▶ **What is required**
Looking at the data, count the lines where the word "body" occurs and answer with only the number.

▶ **Supplied data**

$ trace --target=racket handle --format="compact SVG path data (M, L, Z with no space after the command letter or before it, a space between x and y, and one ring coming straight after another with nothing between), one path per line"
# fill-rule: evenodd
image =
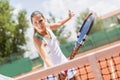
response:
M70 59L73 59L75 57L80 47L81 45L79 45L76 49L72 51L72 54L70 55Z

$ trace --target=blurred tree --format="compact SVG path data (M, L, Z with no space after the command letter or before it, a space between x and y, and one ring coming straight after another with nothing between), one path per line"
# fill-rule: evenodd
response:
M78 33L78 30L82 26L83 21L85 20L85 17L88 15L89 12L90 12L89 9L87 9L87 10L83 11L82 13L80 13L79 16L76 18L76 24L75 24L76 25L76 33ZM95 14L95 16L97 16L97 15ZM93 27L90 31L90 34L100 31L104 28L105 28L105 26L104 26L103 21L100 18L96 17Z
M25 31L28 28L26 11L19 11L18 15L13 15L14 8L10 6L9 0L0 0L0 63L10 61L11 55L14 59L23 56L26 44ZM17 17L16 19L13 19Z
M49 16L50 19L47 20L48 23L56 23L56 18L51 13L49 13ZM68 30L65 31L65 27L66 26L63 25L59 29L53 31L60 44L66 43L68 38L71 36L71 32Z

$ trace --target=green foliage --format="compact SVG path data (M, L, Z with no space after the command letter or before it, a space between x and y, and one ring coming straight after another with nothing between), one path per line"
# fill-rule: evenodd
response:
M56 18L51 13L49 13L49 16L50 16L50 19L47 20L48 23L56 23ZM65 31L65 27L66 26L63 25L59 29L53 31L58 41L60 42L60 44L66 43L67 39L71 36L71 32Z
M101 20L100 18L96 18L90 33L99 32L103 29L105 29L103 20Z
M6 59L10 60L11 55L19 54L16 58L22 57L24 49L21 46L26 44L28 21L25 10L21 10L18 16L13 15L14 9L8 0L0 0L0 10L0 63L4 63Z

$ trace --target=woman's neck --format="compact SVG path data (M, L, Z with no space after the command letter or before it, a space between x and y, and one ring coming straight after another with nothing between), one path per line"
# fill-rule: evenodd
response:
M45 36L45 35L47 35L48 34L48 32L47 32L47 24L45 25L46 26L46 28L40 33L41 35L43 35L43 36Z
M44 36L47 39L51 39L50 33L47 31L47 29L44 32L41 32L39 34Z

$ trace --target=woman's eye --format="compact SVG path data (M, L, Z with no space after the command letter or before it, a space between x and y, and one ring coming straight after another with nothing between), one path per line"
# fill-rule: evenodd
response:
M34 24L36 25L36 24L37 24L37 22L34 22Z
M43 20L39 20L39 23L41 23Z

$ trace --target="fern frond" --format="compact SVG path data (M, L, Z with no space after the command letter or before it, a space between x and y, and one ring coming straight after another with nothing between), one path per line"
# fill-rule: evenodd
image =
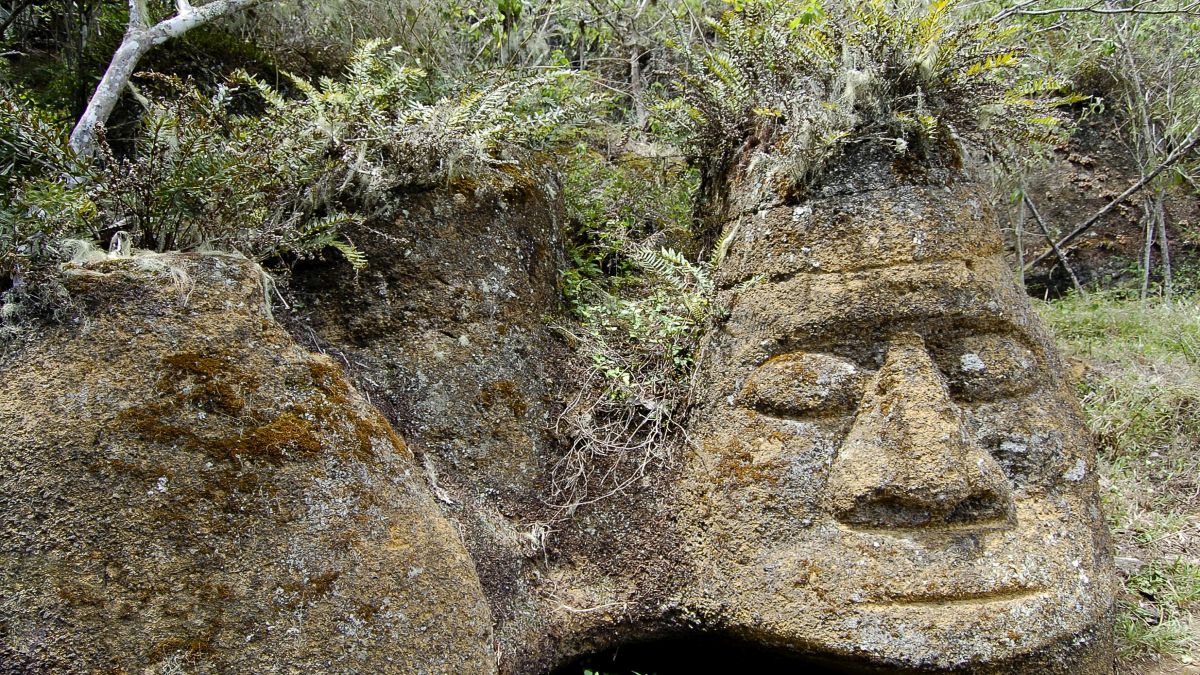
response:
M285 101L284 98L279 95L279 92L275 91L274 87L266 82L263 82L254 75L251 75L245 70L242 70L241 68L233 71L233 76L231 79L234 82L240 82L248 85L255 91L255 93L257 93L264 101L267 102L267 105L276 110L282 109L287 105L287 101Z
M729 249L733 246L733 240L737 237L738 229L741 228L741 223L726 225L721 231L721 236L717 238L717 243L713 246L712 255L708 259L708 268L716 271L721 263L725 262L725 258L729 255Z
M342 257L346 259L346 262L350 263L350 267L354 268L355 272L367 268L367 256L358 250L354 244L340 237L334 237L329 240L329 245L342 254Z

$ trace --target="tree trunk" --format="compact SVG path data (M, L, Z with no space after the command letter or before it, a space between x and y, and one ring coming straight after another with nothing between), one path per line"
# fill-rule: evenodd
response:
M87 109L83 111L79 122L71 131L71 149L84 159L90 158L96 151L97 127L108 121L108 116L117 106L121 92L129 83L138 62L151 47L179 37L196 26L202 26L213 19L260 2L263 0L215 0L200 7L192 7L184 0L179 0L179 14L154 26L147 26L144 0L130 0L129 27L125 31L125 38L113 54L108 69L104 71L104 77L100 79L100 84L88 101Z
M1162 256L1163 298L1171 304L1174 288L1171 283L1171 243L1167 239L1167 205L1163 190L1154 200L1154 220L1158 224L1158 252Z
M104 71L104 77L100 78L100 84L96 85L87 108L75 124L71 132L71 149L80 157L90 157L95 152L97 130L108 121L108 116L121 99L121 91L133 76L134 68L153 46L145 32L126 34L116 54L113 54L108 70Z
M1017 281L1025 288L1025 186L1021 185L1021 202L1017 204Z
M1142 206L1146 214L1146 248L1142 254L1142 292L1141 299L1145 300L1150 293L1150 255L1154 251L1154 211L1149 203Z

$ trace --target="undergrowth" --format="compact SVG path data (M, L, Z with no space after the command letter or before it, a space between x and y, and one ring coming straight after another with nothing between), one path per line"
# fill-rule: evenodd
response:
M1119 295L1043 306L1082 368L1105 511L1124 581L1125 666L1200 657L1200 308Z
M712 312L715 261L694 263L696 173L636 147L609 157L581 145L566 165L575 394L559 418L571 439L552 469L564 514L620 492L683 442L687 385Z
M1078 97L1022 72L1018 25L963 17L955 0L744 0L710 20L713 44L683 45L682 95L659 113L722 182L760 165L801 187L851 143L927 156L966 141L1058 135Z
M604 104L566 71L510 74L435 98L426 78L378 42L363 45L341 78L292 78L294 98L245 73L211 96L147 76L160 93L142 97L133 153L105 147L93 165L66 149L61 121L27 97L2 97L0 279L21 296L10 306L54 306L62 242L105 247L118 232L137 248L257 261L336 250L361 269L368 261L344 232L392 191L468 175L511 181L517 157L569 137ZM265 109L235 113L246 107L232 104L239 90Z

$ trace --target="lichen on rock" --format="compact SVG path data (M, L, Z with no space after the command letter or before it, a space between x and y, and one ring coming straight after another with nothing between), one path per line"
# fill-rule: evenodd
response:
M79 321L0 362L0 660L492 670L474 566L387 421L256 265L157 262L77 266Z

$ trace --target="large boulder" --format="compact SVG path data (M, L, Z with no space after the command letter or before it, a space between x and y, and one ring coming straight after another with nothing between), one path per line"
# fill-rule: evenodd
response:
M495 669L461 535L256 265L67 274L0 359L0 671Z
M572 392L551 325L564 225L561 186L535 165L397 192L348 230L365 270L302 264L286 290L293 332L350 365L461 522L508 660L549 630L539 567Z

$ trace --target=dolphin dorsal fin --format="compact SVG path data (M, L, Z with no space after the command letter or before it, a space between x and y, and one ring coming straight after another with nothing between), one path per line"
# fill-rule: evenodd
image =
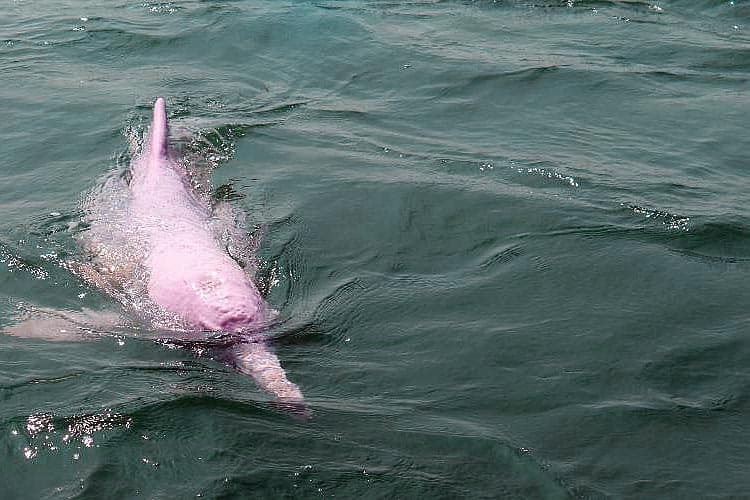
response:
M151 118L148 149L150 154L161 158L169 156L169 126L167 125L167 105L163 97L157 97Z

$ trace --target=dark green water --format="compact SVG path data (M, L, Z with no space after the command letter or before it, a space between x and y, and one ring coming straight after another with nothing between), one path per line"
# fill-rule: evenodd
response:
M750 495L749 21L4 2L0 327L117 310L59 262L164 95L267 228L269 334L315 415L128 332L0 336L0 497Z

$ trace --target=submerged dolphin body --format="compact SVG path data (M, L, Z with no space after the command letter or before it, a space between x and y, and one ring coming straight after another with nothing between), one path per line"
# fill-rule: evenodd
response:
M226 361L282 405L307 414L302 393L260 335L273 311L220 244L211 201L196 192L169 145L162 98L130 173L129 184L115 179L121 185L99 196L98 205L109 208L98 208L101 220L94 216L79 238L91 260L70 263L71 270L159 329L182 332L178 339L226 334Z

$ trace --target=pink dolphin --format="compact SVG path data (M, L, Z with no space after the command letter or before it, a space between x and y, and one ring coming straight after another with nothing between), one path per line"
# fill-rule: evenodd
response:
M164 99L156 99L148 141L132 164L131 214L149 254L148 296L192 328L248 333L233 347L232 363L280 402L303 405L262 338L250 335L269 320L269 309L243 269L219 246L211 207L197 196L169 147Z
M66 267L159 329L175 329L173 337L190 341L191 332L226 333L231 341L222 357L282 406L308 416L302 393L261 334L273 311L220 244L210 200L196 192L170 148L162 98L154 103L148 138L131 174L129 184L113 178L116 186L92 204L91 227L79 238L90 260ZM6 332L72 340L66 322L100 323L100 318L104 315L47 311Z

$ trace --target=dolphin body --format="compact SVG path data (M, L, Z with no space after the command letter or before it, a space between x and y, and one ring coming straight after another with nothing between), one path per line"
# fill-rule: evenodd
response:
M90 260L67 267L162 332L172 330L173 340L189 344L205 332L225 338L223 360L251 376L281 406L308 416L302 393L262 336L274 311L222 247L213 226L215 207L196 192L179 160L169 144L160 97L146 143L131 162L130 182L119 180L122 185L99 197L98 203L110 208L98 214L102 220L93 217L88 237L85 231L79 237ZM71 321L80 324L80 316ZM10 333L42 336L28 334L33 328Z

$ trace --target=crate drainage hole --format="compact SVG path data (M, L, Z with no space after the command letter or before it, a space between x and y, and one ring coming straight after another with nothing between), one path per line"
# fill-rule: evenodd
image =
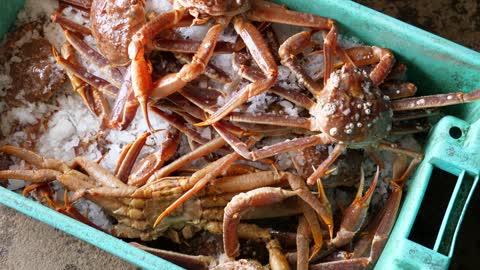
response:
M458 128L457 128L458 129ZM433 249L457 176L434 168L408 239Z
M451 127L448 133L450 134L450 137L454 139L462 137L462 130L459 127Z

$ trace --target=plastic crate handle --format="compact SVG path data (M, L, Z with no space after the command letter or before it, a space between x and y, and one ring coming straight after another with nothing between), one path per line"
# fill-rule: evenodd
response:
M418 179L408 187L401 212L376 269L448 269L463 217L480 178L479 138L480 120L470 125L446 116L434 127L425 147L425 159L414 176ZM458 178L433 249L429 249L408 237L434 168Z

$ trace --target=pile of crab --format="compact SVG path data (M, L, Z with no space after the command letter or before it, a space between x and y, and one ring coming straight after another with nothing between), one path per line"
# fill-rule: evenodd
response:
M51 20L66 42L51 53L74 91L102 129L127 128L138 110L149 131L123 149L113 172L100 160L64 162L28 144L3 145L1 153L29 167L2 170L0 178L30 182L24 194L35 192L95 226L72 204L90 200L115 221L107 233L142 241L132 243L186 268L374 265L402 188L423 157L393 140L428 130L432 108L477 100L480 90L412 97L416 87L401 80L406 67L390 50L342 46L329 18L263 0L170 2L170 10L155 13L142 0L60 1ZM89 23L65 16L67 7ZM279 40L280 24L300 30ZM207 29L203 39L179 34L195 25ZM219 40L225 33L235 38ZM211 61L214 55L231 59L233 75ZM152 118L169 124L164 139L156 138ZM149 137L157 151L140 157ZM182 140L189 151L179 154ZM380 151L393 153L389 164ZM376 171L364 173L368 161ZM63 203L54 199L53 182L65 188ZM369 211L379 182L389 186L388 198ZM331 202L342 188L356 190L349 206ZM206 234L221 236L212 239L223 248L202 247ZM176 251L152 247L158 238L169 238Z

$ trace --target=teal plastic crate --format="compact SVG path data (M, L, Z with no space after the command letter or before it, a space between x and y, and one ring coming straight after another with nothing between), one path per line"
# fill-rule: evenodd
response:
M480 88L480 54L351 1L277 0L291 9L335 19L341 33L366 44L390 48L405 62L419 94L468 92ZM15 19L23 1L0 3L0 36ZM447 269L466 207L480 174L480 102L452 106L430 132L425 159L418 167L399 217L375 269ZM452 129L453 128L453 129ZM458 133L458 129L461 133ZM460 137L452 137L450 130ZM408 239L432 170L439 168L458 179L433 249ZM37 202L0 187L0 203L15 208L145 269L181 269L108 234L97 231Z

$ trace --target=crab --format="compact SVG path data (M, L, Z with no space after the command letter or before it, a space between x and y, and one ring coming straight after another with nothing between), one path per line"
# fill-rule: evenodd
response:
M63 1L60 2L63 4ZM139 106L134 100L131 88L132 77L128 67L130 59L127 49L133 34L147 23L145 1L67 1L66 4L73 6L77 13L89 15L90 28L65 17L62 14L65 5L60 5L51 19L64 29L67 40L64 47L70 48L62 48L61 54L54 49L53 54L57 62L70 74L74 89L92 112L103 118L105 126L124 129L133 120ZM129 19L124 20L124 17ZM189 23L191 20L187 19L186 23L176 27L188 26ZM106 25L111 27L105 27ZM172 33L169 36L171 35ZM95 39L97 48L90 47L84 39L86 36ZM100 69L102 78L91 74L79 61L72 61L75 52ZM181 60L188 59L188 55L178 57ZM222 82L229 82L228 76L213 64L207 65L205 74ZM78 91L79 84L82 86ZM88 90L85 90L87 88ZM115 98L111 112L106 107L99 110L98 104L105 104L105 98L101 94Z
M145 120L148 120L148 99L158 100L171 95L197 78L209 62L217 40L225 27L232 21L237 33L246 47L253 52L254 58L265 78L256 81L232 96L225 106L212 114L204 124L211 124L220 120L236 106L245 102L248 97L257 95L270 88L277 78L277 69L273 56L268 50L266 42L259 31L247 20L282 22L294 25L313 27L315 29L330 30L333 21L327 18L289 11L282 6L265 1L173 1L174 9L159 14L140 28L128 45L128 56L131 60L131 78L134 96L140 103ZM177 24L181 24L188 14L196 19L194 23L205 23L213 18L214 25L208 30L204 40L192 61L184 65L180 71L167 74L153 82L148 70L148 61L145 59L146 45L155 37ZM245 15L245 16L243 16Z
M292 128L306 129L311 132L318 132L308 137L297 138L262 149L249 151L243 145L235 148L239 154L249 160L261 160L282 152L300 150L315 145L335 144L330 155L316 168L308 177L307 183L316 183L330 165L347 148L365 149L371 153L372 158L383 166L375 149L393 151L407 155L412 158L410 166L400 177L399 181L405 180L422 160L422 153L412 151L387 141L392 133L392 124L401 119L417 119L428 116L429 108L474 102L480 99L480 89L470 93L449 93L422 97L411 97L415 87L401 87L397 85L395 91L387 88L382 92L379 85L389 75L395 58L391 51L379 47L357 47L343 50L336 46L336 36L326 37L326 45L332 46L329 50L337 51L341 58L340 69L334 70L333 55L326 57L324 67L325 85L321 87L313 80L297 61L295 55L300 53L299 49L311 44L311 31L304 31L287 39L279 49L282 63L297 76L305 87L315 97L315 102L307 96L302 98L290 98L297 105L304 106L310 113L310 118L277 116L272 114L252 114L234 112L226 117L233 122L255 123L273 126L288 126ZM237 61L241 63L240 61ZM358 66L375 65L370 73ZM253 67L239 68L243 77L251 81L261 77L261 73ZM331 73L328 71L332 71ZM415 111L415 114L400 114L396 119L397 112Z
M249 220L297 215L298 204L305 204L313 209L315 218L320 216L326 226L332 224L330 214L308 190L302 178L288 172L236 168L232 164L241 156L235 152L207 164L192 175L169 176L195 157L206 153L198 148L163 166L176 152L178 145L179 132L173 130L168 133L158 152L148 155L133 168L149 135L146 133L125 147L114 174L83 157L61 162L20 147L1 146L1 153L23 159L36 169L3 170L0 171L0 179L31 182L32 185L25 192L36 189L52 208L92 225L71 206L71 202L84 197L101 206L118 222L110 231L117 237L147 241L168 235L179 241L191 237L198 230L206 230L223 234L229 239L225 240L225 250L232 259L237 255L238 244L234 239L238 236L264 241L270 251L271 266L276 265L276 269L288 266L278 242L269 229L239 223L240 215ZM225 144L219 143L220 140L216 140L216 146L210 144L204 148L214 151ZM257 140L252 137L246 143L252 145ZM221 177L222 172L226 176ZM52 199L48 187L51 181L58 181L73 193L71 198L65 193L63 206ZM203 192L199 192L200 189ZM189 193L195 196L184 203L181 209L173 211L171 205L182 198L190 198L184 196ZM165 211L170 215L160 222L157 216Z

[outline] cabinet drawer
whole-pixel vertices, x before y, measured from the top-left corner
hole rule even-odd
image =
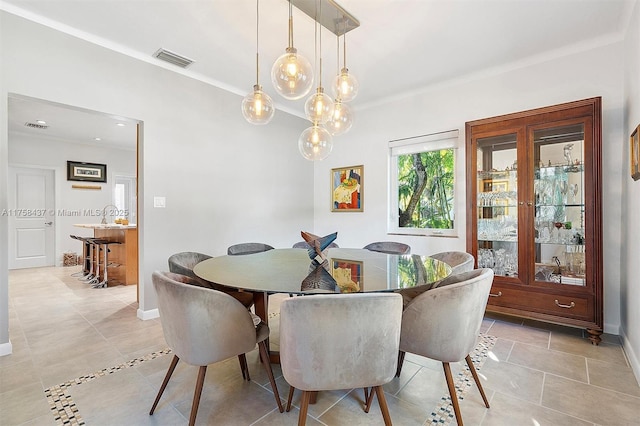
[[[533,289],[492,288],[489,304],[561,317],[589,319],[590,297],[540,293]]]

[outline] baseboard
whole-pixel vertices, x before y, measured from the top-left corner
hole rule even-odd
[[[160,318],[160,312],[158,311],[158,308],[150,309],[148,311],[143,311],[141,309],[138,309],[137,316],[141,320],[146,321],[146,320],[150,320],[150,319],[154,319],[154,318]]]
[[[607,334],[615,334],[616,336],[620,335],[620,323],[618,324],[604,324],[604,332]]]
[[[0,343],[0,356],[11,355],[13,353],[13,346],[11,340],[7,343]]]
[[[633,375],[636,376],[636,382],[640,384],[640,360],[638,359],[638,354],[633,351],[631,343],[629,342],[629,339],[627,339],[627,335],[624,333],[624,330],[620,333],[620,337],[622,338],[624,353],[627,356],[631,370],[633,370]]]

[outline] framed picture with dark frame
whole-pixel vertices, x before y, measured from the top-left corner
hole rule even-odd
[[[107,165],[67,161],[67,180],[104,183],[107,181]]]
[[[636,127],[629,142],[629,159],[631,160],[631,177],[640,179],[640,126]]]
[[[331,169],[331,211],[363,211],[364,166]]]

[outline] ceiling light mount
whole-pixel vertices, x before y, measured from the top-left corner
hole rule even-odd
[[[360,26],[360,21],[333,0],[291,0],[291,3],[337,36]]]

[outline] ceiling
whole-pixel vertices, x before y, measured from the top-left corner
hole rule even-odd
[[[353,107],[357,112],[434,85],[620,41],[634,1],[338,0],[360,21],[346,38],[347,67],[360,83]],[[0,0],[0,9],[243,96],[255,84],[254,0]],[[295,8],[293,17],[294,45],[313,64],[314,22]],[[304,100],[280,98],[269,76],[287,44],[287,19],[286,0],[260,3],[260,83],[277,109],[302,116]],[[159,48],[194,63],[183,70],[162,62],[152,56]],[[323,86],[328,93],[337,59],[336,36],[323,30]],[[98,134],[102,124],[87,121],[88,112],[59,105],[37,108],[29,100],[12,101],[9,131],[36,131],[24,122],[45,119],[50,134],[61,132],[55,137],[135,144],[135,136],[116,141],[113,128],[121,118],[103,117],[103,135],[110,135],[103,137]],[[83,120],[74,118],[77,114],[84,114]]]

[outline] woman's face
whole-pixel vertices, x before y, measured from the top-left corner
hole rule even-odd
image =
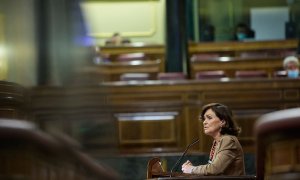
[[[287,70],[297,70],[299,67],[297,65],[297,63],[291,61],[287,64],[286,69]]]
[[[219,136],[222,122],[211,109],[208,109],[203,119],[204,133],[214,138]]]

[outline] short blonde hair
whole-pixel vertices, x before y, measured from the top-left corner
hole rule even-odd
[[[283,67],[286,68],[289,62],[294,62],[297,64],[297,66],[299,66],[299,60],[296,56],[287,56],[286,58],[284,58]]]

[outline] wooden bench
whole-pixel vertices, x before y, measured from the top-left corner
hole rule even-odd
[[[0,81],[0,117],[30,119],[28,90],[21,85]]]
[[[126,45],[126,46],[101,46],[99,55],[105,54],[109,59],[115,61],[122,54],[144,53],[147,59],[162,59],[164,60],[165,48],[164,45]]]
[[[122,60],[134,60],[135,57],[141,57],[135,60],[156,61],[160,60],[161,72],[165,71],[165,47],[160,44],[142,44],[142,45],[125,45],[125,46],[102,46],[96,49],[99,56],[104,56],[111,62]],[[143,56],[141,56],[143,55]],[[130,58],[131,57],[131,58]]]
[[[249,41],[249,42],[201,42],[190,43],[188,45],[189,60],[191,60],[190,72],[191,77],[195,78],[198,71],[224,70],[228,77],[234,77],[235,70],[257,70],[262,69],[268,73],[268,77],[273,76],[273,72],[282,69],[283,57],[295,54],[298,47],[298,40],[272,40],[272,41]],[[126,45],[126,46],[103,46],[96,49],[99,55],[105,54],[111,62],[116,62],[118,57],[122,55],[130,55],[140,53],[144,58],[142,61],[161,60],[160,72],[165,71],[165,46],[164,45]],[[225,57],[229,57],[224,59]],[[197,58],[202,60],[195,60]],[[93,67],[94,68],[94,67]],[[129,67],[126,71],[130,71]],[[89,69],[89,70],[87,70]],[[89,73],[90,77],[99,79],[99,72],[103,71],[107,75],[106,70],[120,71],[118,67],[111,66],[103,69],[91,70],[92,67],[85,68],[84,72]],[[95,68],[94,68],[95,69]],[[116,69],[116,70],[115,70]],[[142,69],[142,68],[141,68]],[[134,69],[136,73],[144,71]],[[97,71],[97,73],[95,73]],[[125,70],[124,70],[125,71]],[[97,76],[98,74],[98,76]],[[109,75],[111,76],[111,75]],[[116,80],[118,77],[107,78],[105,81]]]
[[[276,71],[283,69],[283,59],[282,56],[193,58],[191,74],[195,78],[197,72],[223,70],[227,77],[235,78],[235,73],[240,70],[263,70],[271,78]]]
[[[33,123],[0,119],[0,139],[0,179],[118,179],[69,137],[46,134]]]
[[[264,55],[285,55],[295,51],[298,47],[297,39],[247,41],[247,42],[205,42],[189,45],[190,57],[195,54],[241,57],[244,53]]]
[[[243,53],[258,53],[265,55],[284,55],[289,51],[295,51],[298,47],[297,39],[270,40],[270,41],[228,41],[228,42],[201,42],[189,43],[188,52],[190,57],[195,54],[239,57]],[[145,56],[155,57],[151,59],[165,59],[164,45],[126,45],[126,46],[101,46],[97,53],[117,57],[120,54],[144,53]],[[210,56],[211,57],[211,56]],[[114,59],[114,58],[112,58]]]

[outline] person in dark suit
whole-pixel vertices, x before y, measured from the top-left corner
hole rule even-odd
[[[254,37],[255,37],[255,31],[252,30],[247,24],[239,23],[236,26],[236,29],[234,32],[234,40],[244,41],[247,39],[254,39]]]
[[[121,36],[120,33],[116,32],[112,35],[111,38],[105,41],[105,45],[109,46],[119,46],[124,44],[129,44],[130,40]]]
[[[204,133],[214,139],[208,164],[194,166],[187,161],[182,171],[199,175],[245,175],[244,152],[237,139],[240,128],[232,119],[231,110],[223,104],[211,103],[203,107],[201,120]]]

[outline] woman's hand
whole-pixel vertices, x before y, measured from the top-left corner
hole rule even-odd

▶ **Answer area**
2